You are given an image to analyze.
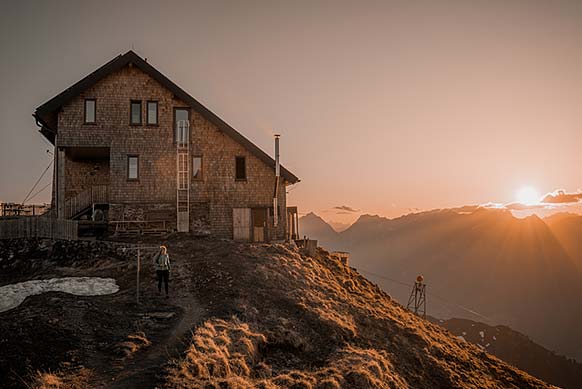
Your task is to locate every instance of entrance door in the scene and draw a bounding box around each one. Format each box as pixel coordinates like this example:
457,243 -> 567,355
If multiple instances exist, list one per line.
252,208 -> 267,242
232,208 -> 251,242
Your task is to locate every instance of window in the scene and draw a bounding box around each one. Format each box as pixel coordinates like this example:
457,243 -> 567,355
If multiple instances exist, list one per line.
174,108 -> 190,143
85,99 -> 95,124
147,101 -> 158,124
192,156 -> 202,180
235,157 -> 247,180
127,155 -> 139,180
130,100 -> 141,125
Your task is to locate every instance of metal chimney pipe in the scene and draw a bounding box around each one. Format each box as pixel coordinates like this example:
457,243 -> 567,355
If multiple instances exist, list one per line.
275,134 -> 281,177
273,134 -> 281,227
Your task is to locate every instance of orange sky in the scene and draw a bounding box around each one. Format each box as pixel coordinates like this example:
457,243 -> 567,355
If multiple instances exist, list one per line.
0,0 -> 582,223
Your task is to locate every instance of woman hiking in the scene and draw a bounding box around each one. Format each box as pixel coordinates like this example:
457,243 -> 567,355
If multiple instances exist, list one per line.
154,246 -> 170,298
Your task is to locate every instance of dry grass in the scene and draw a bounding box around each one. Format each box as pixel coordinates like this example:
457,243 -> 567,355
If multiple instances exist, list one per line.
27,368 -> 93,389
165,241 -> 547,389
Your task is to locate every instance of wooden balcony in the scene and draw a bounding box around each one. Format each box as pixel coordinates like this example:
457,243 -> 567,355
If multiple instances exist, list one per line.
65,185 -> 109,219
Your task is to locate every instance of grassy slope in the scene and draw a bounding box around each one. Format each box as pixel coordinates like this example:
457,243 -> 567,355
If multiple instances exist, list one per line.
164,242 -> 548,388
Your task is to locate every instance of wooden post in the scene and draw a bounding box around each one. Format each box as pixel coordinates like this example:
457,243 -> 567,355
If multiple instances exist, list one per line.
136,246 -> 141,304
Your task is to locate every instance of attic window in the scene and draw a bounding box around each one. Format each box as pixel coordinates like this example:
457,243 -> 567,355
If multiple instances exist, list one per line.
127,155 -> 139,181
192,155 -> 202,180
85,99 -> 95,124
130,100 -> 141,125
147,101 -> 158,124
235,157 -> 247,180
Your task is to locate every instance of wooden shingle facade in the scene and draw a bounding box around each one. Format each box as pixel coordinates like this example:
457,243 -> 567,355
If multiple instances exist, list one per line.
34,51 -> 299,241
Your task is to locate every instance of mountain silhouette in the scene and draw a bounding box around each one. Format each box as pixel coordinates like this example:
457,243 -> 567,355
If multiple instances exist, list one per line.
300,207 -> 582,360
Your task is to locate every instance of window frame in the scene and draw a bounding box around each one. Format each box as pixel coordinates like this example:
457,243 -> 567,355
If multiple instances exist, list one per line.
83,98 -> 97,124
234,155 -> 248,181
172,107 -> 192,144
146,100 -> 160,126
129,100 -> 143,126
192,154 -> 204,181
127,154 -> 139,181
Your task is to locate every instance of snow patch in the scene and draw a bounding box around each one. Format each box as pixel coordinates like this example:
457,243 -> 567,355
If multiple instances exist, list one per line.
0,277 -> 119,312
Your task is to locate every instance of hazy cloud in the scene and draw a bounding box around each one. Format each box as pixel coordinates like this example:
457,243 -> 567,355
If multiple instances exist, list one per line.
542,189 -> 582,204
333,205 -> 360,213
504,203 -> 551,211
480,203 -> 552,211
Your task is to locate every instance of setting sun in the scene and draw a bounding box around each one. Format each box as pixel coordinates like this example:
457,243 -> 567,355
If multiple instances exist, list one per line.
516,186 -> 540,205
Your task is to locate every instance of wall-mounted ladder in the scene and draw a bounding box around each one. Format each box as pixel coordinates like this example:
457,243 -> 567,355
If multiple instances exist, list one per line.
176,120 -> 190,232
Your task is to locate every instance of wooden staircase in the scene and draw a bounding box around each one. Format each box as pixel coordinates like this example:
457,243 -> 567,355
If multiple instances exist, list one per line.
65,185 -> 109,219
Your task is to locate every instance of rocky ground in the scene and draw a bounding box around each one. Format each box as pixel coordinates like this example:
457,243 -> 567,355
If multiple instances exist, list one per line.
0,238 -> 560,388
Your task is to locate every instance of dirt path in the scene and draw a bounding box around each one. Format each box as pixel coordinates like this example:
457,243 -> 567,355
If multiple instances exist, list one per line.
95,250 -> 204,389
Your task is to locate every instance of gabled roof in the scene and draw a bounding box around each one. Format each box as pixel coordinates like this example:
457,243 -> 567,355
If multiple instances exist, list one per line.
33,50 -> 299,184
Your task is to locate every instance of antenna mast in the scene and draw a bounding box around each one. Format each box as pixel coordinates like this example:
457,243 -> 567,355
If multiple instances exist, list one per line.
406,275 -> 426,318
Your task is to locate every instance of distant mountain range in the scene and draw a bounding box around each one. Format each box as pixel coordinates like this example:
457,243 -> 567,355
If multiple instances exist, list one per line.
430,318 -> 582,388
300,207 -> 582,361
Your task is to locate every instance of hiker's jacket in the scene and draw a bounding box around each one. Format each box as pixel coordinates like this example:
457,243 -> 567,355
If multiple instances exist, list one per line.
154,253 -> 170,270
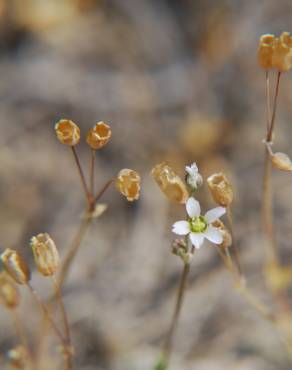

---

** To be done **
Lay out all the lines above as a Markdown table with a "Row" column for the row number and a "Line" column for the line itself, skipping blank lines. Leave the pictures out of the table.

** Output of the exercise **
| Row | Line |
|---|---|
| 1 | You are given an image to analyze. |
| 2 | Your task is to locate every instance of entrance door in the scene and draw a bounding box around each one. Format each box as pixel coordinates like this example: |
| 3 | 457,243 -> 567,355 |
| 4 | If multiple instances exist, list one per line. |
| 5 | 252,208 -> 267,242 |
| 6 | 232,208 -> 251,242 |
| 7 | Your task is to locate every instance of window in the scene and draw a bounding box around each one. Format each box as pixel coordinates like this example: |
| 8 | 457,243 -> 567,355 |
| 9 | If multiple instances exist, list one per line. |
| 10 | 174,108 -> 190,143 |
| 11 | 85,99 -> 95,124 |
| 12 | 147,101 -> 158,124 |
| 13 | 192,156 -> 202,180 |
| 14 | 235,157 -> 247,180 |
| 15 | 127,155 -> 139,180 |
| 16 | 130,100 -> 141,125 |
| 17 | Your task is to locate every instance of metal chimney pipe in the scene and draw a bounding box around each one. Format each box as pixel coordinates like this example: |
| 18 | 457,243 -> 567,355 |
| 19 | If multiple instances exist, list one per line. |
| 20 | 275,134 -> 281,177 |
| 21 | 273,134 -> 281,227 |
| 22 | Your task is to locate every instance of orange sky in the scene and draw a bounding box around each one. Format each box as pixel coordinates like this example: |
| 23 | 457,243 -> 567,355 |
| 24 | If multiple instances exist, list one per line. |
| 25 | 0,0 -> 582,223 |
| 26 | Your task is to locate every instance of woman hiking in the scene and draw a bounding box around each one. Format each box as pixel coordinates like this example: |
| 27 | 457,243 -> 567,355 |
| 28 | If multiple instances exist, list one per line. |
| 29 | 154,246 -> 170,298 |
| 30 | Your task is to locate every instance of dry grass in the scene and draw a bounding box around each one. Format each box as pixel coordinates like this example: |
| 31 | 457,243 -> 567,355 |
| 32 | If multiple instances exist, list one per line. |
| 33 | 27,368 -> 93,389 |
| 34 | 165,241 -> 547,389 |
| 35 | Your task is to locate every instance of wooden balcony in the scene and draw a bounding box around each one. Format each box as pixel coordinates like this example: |
| 36 | 457,243 -> 567,355 |
| 37 | If multiple instances exist, list one per line. |
| 38 | 65,185 -> 109,219 |
| 39 | Your task is to locate every instance of grassy slope in the scene and draw a bounding box around each one. Format each box as pixel coordinates like this example: |
| 40 | 457,243 -> 567,355 |
| 41 | If multiple instances exist, list one per line. |
| 42 | 164,242 -> 548,388 |
| 43 | Your task is to locate every instance of wooden post in the scene and draw a bounding box around each one. Format each box as pixel coordinates like this example: |
| 44 | 457,243 -> 567,355 |
| 45 | If multiple instances exist, list one per line. |
| 46 | 136,246 -> 141,304 |
| 47 | Your task is to locate every instance of attic window in the scene and draw a bounding box around each one. Format each box as pixel coordinates like this example: |
| 48 | 457,243 -> 567,355 |
| 49 | If multiple instances exist, list one per line. |
| 50 | 127,155 -> 139,181 |
| 51 | 192,155 -> 202,180 |
| 52 | 85,99 -> 95,124 |
| 53 | 130,100 -> 141,125 |
| 54 | 147,101 -> 158,124 |
| 55 | 235,157 -> 247,180 |
| 56 | Your task is to locate every instance of wooden shingle facade in the scene and draw a bounding box around each one. Format each box as pixel coordinates like this example: |
| 57 | 457,243 -> 567,355 |
| 58 | If multiple instances exist, list one per line. |
| 59 | 34,51 -> 299,241 |
| 60 | Your task is to locate every instance of mountain silhouette in the scene and draw a bounding box around each one. Format each box as pixel coordinates like this example: |
| 61 | 457,243 -> 567,355 |
| 62 | If multiple instances exist, list one per line. |
| 63 | 300,207 -> 582,360 |
| 64 | Your task is to locate every instance of window frame in the scene and draw a bounding box around each one. Format each box as pixel coordinates like this example: |
| 65 | 457,243 -> 567,355 |
| 66 | If multiple instances exist, list one per line. |
| 67 | 83,98 -> 97,124 |
| 68 | 234,155 -> 248,181 |
| 69 | 172,107 -> 192,144 |
| 70 | 146,100 -> 160,126 |
| 71 | 129,100 -> 143,126 |
| 72 | 192,154 -> 204,181 |
| 73 | 127,154 -> 139,181 |
| 74 | Your task is to locate every instance of snow patch in the scene and draw a bounding box around each one. Format each box as pixel coordinates like this example: |
| 75 | 457,243 -> 567,355 |
| 76 | If multiple instances exist, list one per line. |
| 77 | 0,277 -> 119,312 |
| 78 | Your task is to locate every instance of hazy cloud in the scene and draw a bounding box around each one. Format each box as pixel coordinates like this example: |
| 79 | 457,243 -> 567,355 |
| 80 | If multiple instances exist, list one per line. |
| 81 | 542,189 -> 582,204 |
| 82 | 333,205 -> 360,213 |
| 83 | 504,203 -> 551,211 |
| 84 | 480,203 -> 552,211 |
| 85 | Your task is to locate every instance of setting sun in the scene and draw a bounding box around each one. Format each box as pixel coordinates like this example: |
| 86 | 457,243 -> 567,355 |
| 87 | If multiple instances exist, list one per line. |
| 88 | 516,186 -> 540,205 |
| 89 | Your task is to locate every instance of wall-mounted ladder in the scene and draw a bounding box around each one. Format each box as pixel coordinates like this example: |
| 90 | 457,243 -> 567,355 |
| 91 | If multiple instances exist, list one per line. |
| 92 | 176,120 -> 190,232 |
| 93 | Your task is to locate every instance of wooden staircase in the scene and draw a bounding box around each one. Format each box as pixel coordinates like this example: |
| 94 | 457,243 -> 567,355 |
| 95 | If multiple instances exist, list one per line. |
| 96 | 65,185 -> 109,219 |
| 97 | Your task is to locate every instance of rocky ground in the scene and draw a bounding box around each one. Format each box as pixel coordinates like this example: |
| 98 | 457,243 -> 567,355 |
| 99 | If multiple instances exist, list one per line. |
| 100 | 0,238 -> 560,388 |
| 101 | Your task is to locate every instance of dirt path in the scene and draw a bounding box around each one. Format each box as pixel coordinates like this example: |
| 102 | 457,243 -> 567,355 |
| 103 | If multiple instances exist, list one per line. |
| 104 | 95,250 -> 204,389 |
| 105 | Your task is to locate every instance of gabled roof in the scene and draw a bounding box around each one. Format each box as pixel coordinates like this example: |
| 106 | 457,243 -> 567,355 |
| 107 | If multiple instances exist, list one per line. |
| 108 | 33,50 -> 299,184 |
| 109 | Your task is to locate every instance of antenna mast in the scene and draw a bounding box around each one. Format each box as pixel coordinates like this example: |
| 110 | 457,243 -> 567,355 |
| 111 | If multiple instances exist, list one per line. |
| 112 | 406,275 -> 426,318 |
| 113 | Your task is to locate every instance of distant mountain range in the scene and draw a bounding box around each one. Format each box as pixel coordinates like this example: |
| 114 | 457,243 -> 567,355 |
| 115 | If multiple instances exist, list one per line. |
| 116 | 430,318 -> 582,388 |
| 117 | 300,207 -> 582,361 |
| 118 | Your task is to locate every instance of hiker's jacket in the scene and draw a bounding box around each one. Format each box as pixel coordinates like this example: |
| 119 | 457,243 -> 567,355 |
| 120 | If multiple instances exist, list one per line. |
| 121 | 154,253 -> 170,270 |